Please turn the rows into a numbered list, starting with the line that contains "Exercise. Locate the woman in green" and going on through the line that contains "Exercise. Locate the blue", with blank lines left out. List only those lines.

* * * * * * * * *

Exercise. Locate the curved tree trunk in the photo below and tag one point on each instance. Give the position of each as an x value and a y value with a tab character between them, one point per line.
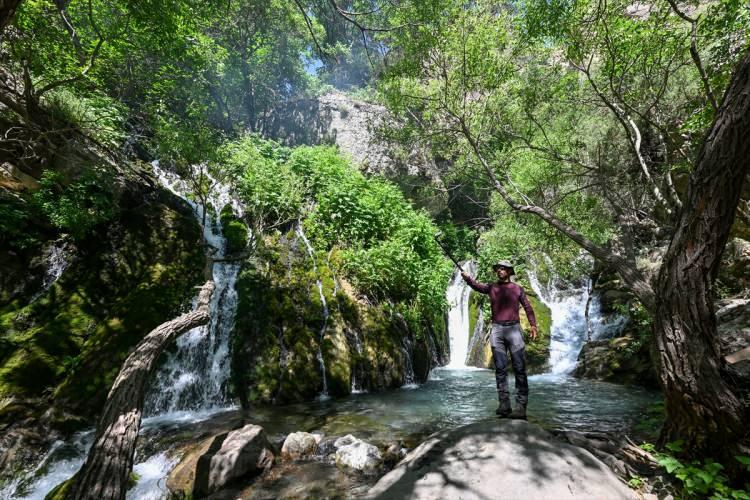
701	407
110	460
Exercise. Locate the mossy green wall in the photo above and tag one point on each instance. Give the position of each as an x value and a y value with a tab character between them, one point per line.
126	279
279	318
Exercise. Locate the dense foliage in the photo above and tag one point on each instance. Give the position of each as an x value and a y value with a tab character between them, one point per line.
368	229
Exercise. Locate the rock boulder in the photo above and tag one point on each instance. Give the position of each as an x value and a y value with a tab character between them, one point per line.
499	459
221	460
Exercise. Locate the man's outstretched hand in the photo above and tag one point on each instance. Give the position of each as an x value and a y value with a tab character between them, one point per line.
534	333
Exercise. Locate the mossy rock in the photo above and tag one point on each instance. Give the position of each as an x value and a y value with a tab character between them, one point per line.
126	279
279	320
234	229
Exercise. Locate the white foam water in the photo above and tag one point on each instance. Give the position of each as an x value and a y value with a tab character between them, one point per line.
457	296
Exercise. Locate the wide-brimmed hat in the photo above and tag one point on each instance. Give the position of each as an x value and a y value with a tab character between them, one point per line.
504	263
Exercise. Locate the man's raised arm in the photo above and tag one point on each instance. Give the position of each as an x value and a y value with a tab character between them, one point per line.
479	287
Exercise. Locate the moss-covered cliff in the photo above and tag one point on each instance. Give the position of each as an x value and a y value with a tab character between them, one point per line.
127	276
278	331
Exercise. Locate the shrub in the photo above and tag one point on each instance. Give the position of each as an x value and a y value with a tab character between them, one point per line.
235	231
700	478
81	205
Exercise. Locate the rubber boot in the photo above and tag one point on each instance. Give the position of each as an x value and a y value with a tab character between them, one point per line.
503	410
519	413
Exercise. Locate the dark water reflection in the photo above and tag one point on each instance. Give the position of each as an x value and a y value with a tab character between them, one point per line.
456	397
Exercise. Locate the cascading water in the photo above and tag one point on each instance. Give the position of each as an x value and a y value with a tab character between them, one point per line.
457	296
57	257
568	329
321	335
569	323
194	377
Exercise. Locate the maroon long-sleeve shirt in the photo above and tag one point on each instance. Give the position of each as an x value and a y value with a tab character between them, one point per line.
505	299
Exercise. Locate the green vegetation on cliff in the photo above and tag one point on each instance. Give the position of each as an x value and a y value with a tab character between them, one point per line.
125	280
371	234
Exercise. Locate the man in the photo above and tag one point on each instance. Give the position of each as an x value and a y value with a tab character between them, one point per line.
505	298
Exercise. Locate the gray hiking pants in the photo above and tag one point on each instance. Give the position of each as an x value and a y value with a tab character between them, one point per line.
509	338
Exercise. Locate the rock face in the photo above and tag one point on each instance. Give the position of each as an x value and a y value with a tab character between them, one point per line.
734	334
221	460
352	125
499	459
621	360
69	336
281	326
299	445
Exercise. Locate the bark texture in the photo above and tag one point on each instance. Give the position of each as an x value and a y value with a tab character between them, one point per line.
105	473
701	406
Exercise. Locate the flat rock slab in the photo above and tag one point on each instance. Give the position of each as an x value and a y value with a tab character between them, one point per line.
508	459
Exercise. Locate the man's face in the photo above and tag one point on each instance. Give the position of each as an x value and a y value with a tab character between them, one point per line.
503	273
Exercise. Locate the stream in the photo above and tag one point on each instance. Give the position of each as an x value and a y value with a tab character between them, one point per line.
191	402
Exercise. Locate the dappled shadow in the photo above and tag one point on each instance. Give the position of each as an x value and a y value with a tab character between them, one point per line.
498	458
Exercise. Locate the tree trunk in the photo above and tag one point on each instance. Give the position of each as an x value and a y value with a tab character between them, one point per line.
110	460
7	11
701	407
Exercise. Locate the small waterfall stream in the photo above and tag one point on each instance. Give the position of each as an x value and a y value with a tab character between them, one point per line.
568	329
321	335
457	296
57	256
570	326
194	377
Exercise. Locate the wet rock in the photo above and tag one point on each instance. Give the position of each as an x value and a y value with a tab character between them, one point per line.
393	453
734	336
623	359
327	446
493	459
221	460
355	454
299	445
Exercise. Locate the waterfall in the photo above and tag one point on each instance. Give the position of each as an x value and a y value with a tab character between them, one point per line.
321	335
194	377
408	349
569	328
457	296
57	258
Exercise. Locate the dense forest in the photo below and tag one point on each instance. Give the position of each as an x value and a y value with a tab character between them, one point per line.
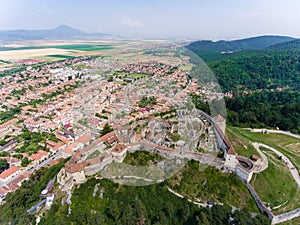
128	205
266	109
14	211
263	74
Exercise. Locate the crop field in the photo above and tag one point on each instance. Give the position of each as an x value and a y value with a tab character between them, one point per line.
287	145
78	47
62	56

* * * * * * * * *

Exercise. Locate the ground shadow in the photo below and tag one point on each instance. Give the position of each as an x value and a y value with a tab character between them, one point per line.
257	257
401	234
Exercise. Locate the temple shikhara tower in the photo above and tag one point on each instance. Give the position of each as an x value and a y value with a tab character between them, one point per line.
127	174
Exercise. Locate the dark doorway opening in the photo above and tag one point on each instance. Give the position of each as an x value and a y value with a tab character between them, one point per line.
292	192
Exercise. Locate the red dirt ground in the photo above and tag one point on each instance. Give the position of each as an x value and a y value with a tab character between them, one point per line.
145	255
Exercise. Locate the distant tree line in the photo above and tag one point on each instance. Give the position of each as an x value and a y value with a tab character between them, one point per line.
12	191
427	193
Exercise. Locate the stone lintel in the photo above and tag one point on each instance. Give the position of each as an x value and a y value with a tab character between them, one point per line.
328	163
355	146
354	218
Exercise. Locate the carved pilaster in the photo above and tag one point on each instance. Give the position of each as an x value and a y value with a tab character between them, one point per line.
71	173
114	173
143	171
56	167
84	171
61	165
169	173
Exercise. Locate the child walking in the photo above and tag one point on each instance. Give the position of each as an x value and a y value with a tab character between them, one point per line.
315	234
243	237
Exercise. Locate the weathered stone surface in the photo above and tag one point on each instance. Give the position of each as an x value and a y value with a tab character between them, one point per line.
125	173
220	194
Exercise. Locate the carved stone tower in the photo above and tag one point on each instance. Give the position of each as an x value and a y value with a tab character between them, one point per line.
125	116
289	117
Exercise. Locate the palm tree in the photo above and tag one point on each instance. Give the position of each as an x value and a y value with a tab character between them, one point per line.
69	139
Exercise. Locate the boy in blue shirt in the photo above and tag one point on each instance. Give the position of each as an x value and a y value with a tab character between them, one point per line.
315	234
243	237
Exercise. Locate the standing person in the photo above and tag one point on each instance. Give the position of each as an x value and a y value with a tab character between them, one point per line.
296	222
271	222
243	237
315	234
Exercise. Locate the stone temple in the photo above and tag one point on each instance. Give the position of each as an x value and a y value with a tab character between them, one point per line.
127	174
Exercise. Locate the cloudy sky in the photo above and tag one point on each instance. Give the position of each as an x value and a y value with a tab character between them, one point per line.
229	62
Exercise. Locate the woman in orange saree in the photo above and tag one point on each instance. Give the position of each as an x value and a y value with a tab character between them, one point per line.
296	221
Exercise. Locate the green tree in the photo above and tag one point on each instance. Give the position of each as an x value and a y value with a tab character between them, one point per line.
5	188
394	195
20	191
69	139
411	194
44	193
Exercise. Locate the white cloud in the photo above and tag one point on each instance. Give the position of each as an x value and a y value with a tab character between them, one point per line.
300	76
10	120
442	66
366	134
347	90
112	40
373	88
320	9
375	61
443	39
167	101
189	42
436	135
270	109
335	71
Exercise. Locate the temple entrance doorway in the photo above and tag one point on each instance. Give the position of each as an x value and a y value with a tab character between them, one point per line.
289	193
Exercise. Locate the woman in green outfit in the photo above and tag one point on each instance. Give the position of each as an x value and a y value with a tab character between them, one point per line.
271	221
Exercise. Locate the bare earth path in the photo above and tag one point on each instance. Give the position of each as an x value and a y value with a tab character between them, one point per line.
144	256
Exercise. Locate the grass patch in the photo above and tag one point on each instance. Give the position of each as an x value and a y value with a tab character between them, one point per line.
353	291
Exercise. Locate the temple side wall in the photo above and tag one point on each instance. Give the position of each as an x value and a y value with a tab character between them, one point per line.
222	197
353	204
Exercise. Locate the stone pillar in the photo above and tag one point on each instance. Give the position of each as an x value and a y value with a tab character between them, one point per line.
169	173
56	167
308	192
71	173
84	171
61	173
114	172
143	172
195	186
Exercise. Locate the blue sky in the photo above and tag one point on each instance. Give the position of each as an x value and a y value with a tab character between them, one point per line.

* * * * * * * * *

[EXERCISE ANSWER]:
1. Exercise. Locate the woman in green outfit in the photo above and tag one point on each instance. Give the position of each as an x value and a y value with a tab character between them, one point per line.
2. 271	221
3. Exercise. Locate the bare earth path in the photo above and tag one point on each instance. Give the position of each as an x value and a y value with a tab character between them, one point per line.
4. 144	256
5. Exercise. Locate the grass patch in the photo above and tag one point on each instance. Give the position of each as an x value and a y value with a tab character between them, one point per line.
6. 353	291
7. Exercise. Locate the temple side wall in the photo above and tag one point on each instance. Give the position of each as an x value and a y value with a tab character between them, one point per line.
8. 222	197
9. 353	204
10. Exercise. Locate the stone pillar in the photo above and tag one point on each instance. Give the position of each as an x value and a y value with a tab character between them, one point per line.
11. 169	173
12. 56	167
13. 308	192
14. 71	173
15. 84	171
16. 61	173
17. 114	172
18. 143	172
19. 195	186
20. Exercise. Locate the blue sky in the photo above and tag one point on each instance. Give the position of each as an x value and a y value with a tab character between them, one point per line.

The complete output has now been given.